I suppose my vision of New Urbanist design may be different than yours.
(And I'm not sure what features would be on the "official list", I
admit.) But I see no reason that the problems you list _must_ exist in
this design scheme. For example, can't open space for kids and presence
of trees be easily designed in? One could call such spaces "parks."
Wouldn't local, walkable schools provide a sense of community, and
wouldn't summer concerts in the parks do the same? They do in my
village... and so on.


The need for shade trees isn't in the parks, it's to shade the homes from
summer heat. The "yards" in NU communities are designed to be small.
Planting a tree which will grow large enough to mitigate the effects of
solar gain will result in a tree that also messes up the sidewalk, messes up
the irrigation system, and can cause foundation problems. Open space in the
system is restricted to small parks, many of which are also used as water
detention facilities for mitigating floods. All of the "features" of New
Urbanism are easily thwarted by bad developers and result in a community
that has the NU facade, but is really lacks the underlying design to
function as a NU community was intended to. I've seen many examples of this
happening.

────────────────────────────────────────

Stated goal 1:
Transcribe the New Urbanism discussion above from "I suppose my" to "to be small.".
Stated goal 2:
Go on with the New Urbanism discussion above, picking up after its last sentence.

[Object outline annotations]

────────────────────────────────────────

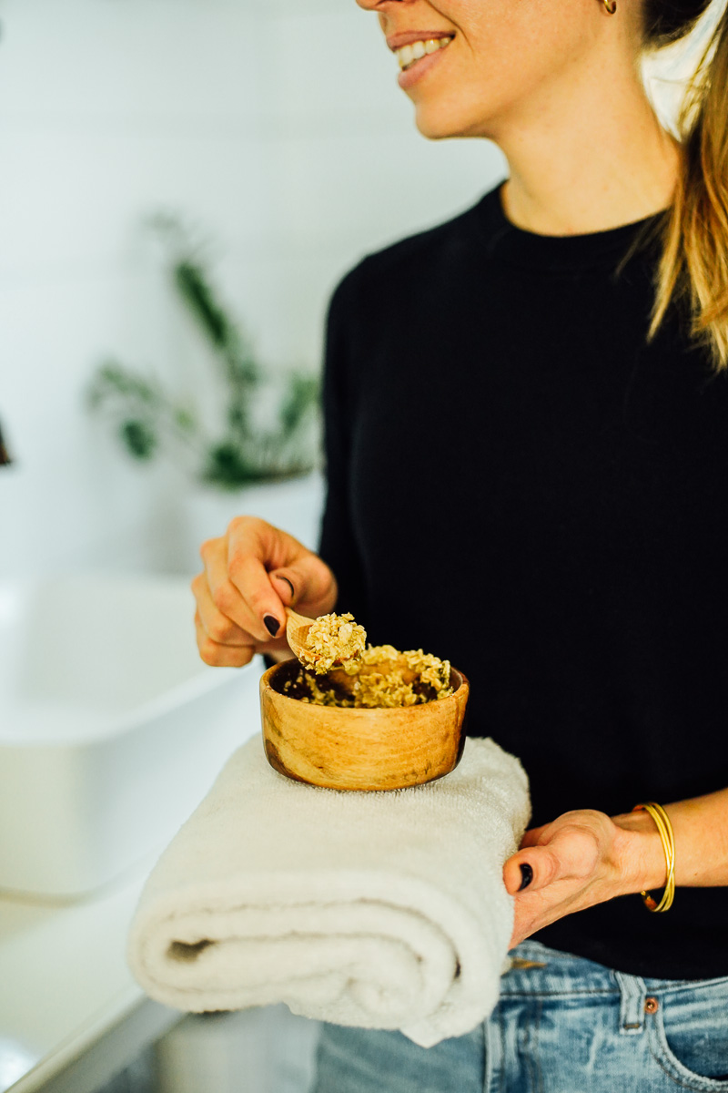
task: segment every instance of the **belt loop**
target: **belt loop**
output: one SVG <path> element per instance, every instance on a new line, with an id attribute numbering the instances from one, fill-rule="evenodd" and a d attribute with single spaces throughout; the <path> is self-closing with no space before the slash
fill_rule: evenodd
<path id="1" fill-rule="evenodd" d="M 620 1036 L 639 1036 L 645 1027 L 645 998 L 647 988 L 637 975 L 614 972 L 621 1002 L 619 1008 Z"/>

────────────────────────────────────────

Written response 1:
I suppose my vision of New Urbanist design may be different than yours.
(And I'm not sure what features would be on the "official list", I
admit.) But I see no reason that the problems you list _must_ exist in
this design scheme. For example, can't open space for kids and presence
of trees be easily designed in? One could call such spaces "parks."
Wouldn't local, walkable schools provide a sense of community, and
wouldn't summer concerts in the parks do the same? They do in my
village... and so on.


The need for shade trees isn't in the parks, it's to shade the homes from
summer heat. The "yards" in NU communities are designed to be small.

Written response 2:
NU designs focus on a central business area which is within walking distance
of all the entire community. Early NU communities based on this design
discovered that the businesses usually failed - primarily because of a lack
of traffic. Newer designs either split the community with a major
thoroughfare which served the central businesses or used a half-moon shape
adjacent to a major road. These worked better because the businesses had
access to a major road and higher traffic counts, but they also suffered
because either NU design restricted parking or the parking interfered with
the walkability of the community. It also disrupted the function - people
would just drive to the store anyway.

Ah well. Perhaps we should get back to talking about cycling.


An emphasis on cycling would make the NU design work much better. People
these days don't want to walk - especially when they have to carry a load.
Design the homes with great access for bicycles (a wide door into the
garage, storage space for bicycles, etc.), the community to be
bicycle-friendly, and provide a couple of free utility bikes with baskets
for the homeowners, and a NU community might just work.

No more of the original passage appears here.